Records of labeled boxes:
◆ ◆ ◆ ◆ ◆ ◆ ◆

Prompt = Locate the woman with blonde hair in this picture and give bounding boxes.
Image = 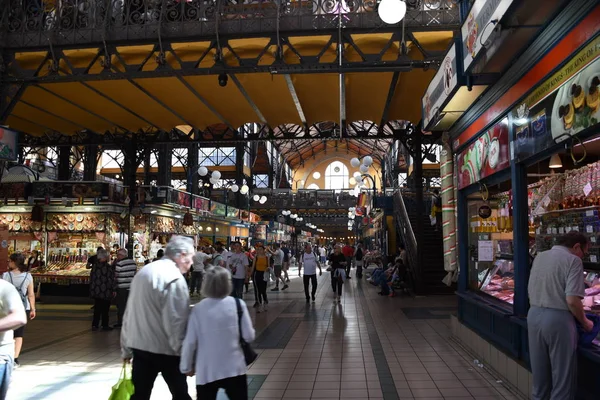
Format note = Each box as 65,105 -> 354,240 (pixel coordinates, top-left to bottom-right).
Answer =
180,266 -> 255,400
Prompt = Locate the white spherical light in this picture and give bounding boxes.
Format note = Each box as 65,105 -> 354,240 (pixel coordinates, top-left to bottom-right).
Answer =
377,0 -> 406,25
198,167 -> 208,176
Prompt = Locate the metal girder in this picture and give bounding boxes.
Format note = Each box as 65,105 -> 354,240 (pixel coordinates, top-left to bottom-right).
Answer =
0,0 -> 460,50
2,33 -> 443,86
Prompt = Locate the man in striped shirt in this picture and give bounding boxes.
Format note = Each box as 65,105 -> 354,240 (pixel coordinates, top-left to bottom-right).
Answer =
115,249 -> 137,328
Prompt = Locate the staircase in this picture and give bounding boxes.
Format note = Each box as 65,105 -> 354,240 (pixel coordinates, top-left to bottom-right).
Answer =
394,192 -> 456,295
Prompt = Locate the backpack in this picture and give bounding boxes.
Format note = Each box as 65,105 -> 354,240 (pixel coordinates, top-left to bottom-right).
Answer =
8,272 -> 29,310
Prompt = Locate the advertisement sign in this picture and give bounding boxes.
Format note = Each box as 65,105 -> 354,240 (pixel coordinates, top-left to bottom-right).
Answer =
461,0 -> 513,71
457,118 -> 510,189
511,36 -> 600,161
421,44 -> 458,129
0,127 -> 18,161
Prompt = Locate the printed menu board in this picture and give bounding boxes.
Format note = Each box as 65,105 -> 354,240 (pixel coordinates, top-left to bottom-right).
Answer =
511,36 -> 600,161
457,118 -> 510,189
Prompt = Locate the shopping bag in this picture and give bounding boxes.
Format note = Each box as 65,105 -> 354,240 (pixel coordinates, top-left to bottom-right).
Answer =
108,363 -> 135,400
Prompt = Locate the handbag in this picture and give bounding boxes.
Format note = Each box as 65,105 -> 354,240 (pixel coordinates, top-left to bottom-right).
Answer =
234,297 -> 258,365
108,363 -> 135,400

◆ ◆ ◆ ◆ ◆ ◆ ◆

Find every line in the listing above that contains the word "this", and copy each of those lines.

THE RESPONSE:
Prompt = Locate the woman with blonde hair in this picture and give bounding boxes.
Prompt = Locate the white spherical light in this picture and give bounding boxes.
Prompt = Locate the metal girder in this picture and give bounding boxes.
Prompt = Locate the man in striped shirt in this picture and give bounding boxes.
Prompt = Locate the staircase in this picture and give bounding boxes.
Prompt = Locate the backpack in this picture and give bounding boxes.
Prompt = Locate the advertisement sign in this picture and give bounding boxes.
Prompt = Locate the printed menu board in this picture and give bounding boxes.
Prompt = Locate the shopping bag in this picture and give bounding boxes.
Prompt = Locate the handbag in this picture and give bounding boxes.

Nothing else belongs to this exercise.